- **Aim of the task**
Gather every line below that contains the word "water" and copy each one in full.

- **Supplied records**
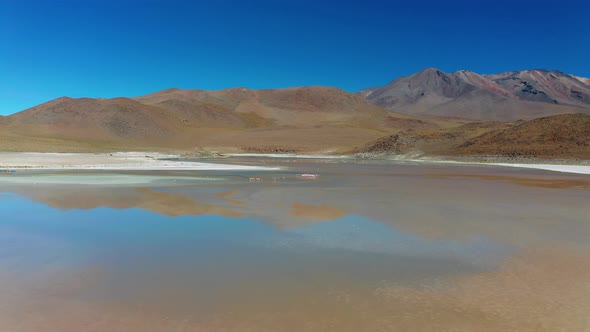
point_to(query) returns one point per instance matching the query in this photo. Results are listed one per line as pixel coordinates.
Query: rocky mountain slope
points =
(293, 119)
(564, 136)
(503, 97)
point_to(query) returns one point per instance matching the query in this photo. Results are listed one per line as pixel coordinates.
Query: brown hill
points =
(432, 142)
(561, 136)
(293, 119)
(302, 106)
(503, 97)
* * *
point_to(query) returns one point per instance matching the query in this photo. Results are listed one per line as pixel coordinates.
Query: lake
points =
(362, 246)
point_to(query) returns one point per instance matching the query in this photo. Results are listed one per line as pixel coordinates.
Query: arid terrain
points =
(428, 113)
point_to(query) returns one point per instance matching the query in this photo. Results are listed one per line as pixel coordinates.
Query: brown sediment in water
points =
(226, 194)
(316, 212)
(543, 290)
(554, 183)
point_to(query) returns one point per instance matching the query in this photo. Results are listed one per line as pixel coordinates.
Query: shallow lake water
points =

- **Completed exercise**
Query: brown sediment in water
Query: shallow lake water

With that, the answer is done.